◆ Aim of the exercise: Could you return all of the records exactly, minus their images?

◆ Records provided:
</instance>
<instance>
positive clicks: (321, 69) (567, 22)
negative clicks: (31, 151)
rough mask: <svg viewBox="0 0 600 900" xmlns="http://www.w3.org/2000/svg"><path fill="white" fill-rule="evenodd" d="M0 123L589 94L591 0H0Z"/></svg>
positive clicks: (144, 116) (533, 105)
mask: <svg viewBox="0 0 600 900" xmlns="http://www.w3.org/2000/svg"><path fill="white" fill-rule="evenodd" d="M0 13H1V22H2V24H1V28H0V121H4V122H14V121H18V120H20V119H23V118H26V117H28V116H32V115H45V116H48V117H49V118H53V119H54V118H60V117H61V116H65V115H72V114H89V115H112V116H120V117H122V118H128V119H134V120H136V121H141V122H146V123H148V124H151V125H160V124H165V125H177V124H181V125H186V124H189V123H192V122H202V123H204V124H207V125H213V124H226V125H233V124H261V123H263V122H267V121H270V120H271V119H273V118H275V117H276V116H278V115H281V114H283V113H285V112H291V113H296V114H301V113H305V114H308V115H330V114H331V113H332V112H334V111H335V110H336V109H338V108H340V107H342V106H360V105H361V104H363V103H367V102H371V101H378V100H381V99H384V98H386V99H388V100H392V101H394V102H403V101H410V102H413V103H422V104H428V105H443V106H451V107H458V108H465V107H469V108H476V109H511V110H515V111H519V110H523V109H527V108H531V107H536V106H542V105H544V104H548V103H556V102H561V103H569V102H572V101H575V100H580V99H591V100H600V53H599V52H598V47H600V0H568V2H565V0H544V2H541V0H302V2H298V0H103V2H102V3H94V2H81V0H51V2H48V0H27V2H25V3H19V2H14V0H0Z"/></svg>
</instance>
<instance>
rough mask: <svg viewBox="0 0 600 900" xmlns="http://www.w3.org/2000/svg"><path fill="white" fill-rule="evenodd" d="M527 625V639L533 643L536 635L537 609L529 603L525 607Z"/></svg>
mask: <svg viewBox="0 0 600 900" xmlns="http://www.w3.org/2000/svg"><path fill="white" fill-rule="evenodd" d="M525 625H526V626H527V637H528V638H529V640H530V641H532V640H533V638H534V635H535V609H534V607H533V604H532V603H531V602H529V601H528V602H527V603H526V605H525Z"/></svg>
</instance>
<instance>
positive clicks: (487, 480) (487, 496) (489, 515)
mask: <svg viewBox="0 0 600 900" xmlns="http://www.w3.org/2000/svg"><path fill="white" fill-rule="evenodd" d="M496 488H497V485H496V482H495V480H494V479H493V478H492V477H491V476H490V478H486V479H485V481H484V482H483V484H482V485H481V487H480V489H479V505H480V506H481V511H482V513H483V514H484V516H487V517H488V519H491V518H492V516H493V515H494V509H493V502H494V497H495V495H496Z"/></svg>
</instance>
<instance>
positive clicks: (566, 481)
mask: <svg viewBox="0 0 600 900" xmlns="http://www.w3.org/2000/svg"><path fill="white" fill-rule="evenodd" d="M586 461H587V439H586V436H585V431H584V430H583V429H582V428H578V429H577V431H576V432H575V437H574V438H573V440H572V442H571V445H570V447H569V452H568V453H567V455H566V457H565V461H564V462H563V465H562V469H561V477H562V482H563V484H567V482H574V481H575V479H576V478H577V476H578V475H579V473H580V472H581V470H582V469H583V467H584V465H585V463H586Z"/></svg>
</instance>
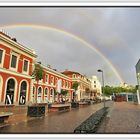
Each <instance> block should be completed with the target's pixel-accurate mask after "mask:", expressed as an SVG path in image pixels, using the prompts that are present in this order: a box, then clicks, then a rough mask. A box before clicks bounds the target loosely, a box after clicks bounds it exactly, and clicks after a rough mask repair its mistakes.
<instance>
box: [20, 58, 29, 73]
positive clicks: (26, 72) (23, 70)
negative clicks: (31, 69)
mask: <svg viewBox="0 0 140 140" xmlns="http://www.w3.org/2000/svg"><path fill="white" fill-rule="evenodd" d="M25 60H26V61H28V68H27V71H24V61H25ZM29 63H30V62H29V60H28V59H25V58H24V59H23V65H22V72H23V73H25V74H28V73H29V66H30V64H29Z"/></svg>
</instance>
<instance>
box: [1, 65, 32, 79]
mask: <svg viewBox="0 0 140 140" xmlns="http://www.w3.org/2000/svg"><path fill="white" fill-rule="evenodd" d="M0 72H3V73H8V74H11V75H15V76H20V77H23V78H29V79H32V76H30V75H26V74H24V73H19V72H17V71H13V70H10V69H5V68H1V67H0Z"/></svg>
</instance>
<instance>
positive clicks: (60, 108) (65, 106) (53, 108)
mask: <svg viewBox="0 0 140 140" xmlns="http://www.w3.org/2000/svg"><path fill="white" fill-rule="evenodd" d="M70 107H71V105H70V104H52V106H51V108H50V112H52V111H53V112H54V111H58V112H65V111H70Z"/></svg>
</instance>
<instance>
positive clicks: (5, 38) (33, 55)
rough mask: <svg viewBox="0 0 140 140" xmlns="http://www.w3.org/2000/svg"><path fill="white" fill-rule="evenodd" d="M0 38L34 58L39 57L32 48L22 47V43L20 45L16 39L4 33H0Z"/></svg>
mask: <svg viewBox="0 0 140 140" xmlns="http://www.w3.org/2000/svg"><path fill="white" fill-rule="evenodd" d="M0 38H1V39H2V40H3V41H6V42H7V43H9V44H11V45H13V46H14V47H16V48H18V49H20V50H22V51H25V52H26V53H28V54H30V55H32V56H33V57H37V55H36V53H35V51H34V50H32V49H30V48H27V47H25V46H23V45H21V44H20V43H18V42H17V41H16V38H11V37H10V36H9V35H7V34H5V33H3V32H1V31H0Z"/></svg>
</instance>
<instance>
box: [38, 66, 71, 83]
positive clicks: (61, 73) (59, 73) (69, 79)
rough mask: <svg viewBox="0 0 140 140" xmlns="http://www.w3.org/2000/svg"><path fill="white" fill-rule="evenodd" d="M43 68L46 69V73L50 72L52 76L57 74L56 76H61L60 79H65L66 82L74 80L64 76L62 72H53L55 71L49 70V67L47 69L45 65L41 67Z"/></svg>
mask: <svg viewBox="0 0 140 140" xmlns="http://www.w3.org/2000/svg"><path fill="white" fill-rule="evenodd" d="M41 66H42V67H43V68H44V70H45V71H46V72H50V73H51V74H55V75H56V76H60V77H62V78H64V79H65V80H69V81H71V80H72V78H70V77H68V76H66V75H64V74H62V73H61V72H58V71H55V70H53V69H51V68H48V67H46V66H44V65H41Z"/></svg>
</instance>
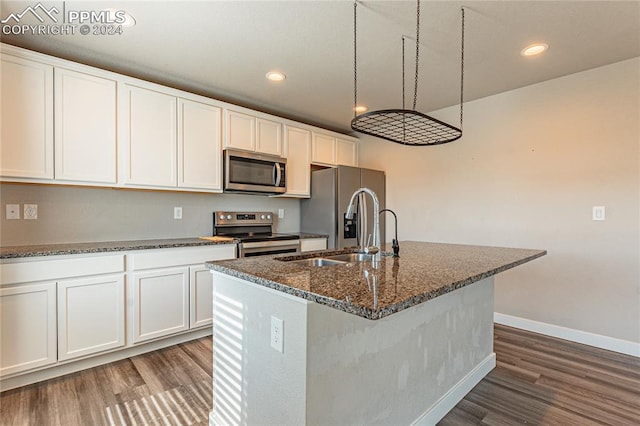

◆ Task solution:
</instance>
<instance>
positive clicks: (321, 69) (567, 22)
negative clicks: (31, 151)
rough mask: <svg viewBox="0 0 600 900" xmlns="http://www.w3.org/2000/svg"><path fill="white" fill-rule="evenodd" d="M0 123L589 94L591 0H0Z"/></svg>
positive clicks: (144, 116) (533, 105)
mask: <svg viewBox="0 0 600 900" xmlns="http://www.w3.org/2000/svg"><path fill="white" fill-rule="evenodd" d="M0 13H1V22H2V24H1V28H0V121H4V122H14V121H18V120H20V119H23V118H26V117H28V116H32V115H45V116H48V117H49V118H53V119H54V118H60V117H61V116H65V115H72V114H89V115H112V116H120V117H122V118H128V119H134V120H136V121H141V122H146V123H148V124H151V125H160V124H165V125H177V124H181V125H186V124H189V123H192V122H202V123H204V124H207V125H213V124H226V125H233V124H261V123H263V122H267V121H270V120H271V119H273V118H275V117H276V116H278V115H281V114H283V113H285V112H291V113H296V114H301V113H305V114H308V115H330V114H331V113H332V112H334V111H335V110H336V109H338V108H340V107H342V106H360V105H361V104H363V103H367V102H371V101H378V100H381V99H384V98H386V99H388V100H392V101H394V102H403V101H410V102H413V103H422V104H428V105H443V106H451V107H458V108H465V107H469V108H476V109H511V110H515V111H519V110H523V109H527V108H531V107H536V106H542V105H544V104H548V103H556V102H561V103H569V102H572V101H575V100H580V99H591V100H600V53H599V52H598V47H600V0H568V2H565V0H544V2H541V0H302V2H298V0H103V2H102V3H94V2H81V0H51V2H48V0H27V2H25V3H19V2H14V0H0Z"/></svg>
</instance>
<instance>
rough mask: <svg viewBox="0 0 600 900" xmlns="http://www.w3.org/2000/svg"><path fill="white" fill-rule="evenodd" d="M527 625V639L533 643L536 635L537 609L529 603L525 607Z"/></svg>
mask: <svg viewBox="0 0 600 900" xmlns="http://www.w3.org/2000/svg"><path fill="white" fill-rule="evenodd" d="M525 625H526V626H527V637H528V638H529V640H530V641H532V640H533V638H534V635H535V609H534V607H533V604H532V603H531V602H529V601H528V602H527V603H526V605H525Z"/></svg>
</instance>
<instance>
positive clicks: (487, 480) (487, 496) (489, 515)
mask: <svg viewBox="0 0 600 900" xmlns="http://www.w3.org/2000/svg"><path fill="white" fill-rule="evenodd" d="M496 488H497V485H496V482H495V480H494V479H493V478H492V477H491V476H490V478H486V479H485V481H484V482H483V484H482V485H481V487H480V489H479V505H480V506H481V511H482V513H483V514H484V516H487V517H488V519H491V518H492V516H493V515H494V509H493V502H494V497H495V495H496Z"/></svg>
</instance>
<instance>
positive clicks: (566, 481)
mask: <svg viewBox="0 0 600 900" xmlns="http://www.w3.org/2000/svg"><path fill="white" fill-rule="evenodd" d="M586 461H587V439H586V436H585V431H584V430H583V429H582V428H578V429H577V431H576V432H575V437H574V438H573V440H572V442H571V445H570V447H569V452H568V453H567V455H566V457H565V461H564V462H563V465H562V469H561V477H562V482H563V484H567V482H574V481H575V479H576V478H577V476H578V475H579V473H580V472H581V470H582V469H583V467H584V465H585V463H586Z"/></svg>
</instance>
Each <instance> block should be completed with the target's pixel-accurate mask after "mask:", expressed as an SVG path in image pixels, using the prompts that are present in this order: a box, then clicks, then a rough mask. A box before clicks bounds the target loosely, a box after clicks bounds it exactly, and clicks after a rough mask repair its mistakes.
<instance>
box: [20, 58, 29, 73]
positive clicks: (26, 72) (23, 70)
negative clicks: (31, 69)
mask: <svg viewBox="0 0 140 140" xmlns="http://www.w3.org/2000/svg"><path fill="white" fill-rule="evenodd" d="M25 60H26V61H28V68H27V71H24V61H25ZM29 63H30V62H29V60H28V59H25V58H24V59H23V65H22V72H23V73H25V74H28V73H29V66H30V64H29Z"/></svg>
</instance>
<instance>
box: [1, 65, 32, 79]
mask: <svg viewBox="0 0 140 140" xmlns="http://www.w3.org/2000/svg"><path fill="white" fill-rule="evenodd" d="M0 72H3V73H8V74H11V75H15V76H20V77H23V78H29V79H32V76H30V75H26V74H24V73H19V72H17V71H13V70H10V69H5V68H1V67H0Z"/></svg>
</instance>
<instance>
positive clicks: (60, 108) (65, 106) (53, 108)
mask: <svg viewBox="0 0 140 140" xmlns="http://www.w3.org/2000/svg"><path fill="white" fill-rule="evenodd" d="M70 107H71V105H70V104H52V106H51V108H50V112H52V111H53V112H54V111H58V112H65V111H70Z"/></svg>
</instance>
<instance>
positive clicks: (5, 38) (33, 55)
rough mask: <svg viewBox="0 0 140 140" xmlns="http://www.w3.org/2000/svg"><path fill="white" fill-rule="evenodd" d="M0 38L34 58L39 57L32 48L22 47V43L20 45L16 39L4 33H0Z"/></svg>
mask: <svg viewBox="0 0 140 140" xmlns="http://www.w3.org/2000/svg"><path fill="white" fill-rule="evenodd" d="M0 38H1V39H2V40H3V41H6V42H7V43H9V44H11V45H13V46H14V47H16V48H18V49H20V50H22V51H25V52H26V53H28V54H30V55H32V56H33V57H37V55H36V53H35V51H34V50H32V49H30V48H27V47H25V46H23V45H21V44H20V43H18V42H17V41H16V38H11V37H10V36H9V35H7V34H5V33H3V32H1V31H0Z"/></svg>
</instance>
<instance>
box: [38, 66, 71, 83]
positive clicks: (61, 73) (59, 73) (69, 79)
rough mask: <svg viewBox="0 0 140 140" xmlns="http://www.w3.org/2000/svg"><path fill="white" fill-rule="evenodd" d="M43 68L46 69V73L50 72L52 76L57 74L56 76H61L60 79H65L66 82L74 80L64 76L62 72H53L55 71L49 70V67L47 69L45 65L41 67Z"/></svg>
mask: <svg viewBox="0 0 140 140" xmlns="http://www.w3.org/2000/svg"><path fill="white" fill-rule="evenodd" d="M41 66H42V67H43V68H44V70H45V71H46V72H50V73H51V74H55V75H56V76H60V77H62V78H64V79H65V80H69V81H71V80H72V78H70V77H68V76H66V75H64V74H62V73H61V72H58V71H55V70H53V69H51V68H48V67H46V66H44V65H41Z"/></svg>
</instance>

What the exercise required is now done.